=== Dataset excerpts ===

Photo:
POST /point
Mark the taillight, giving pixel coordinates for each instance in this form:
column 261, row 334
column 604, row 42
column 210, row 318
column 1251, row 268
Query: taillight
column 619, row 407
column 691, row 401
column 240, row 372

===

> Work required
The answer must contain only the lines from the one with "column 261, row 334" to the end of the entries above, each written out exactly.

> Answer to the exercise
column 261, row 334
column 604, row 42
column 210, row 318
column 1251, row 268
Query: taillight
column 619, row 407
column 691, row 401
column 240, row 372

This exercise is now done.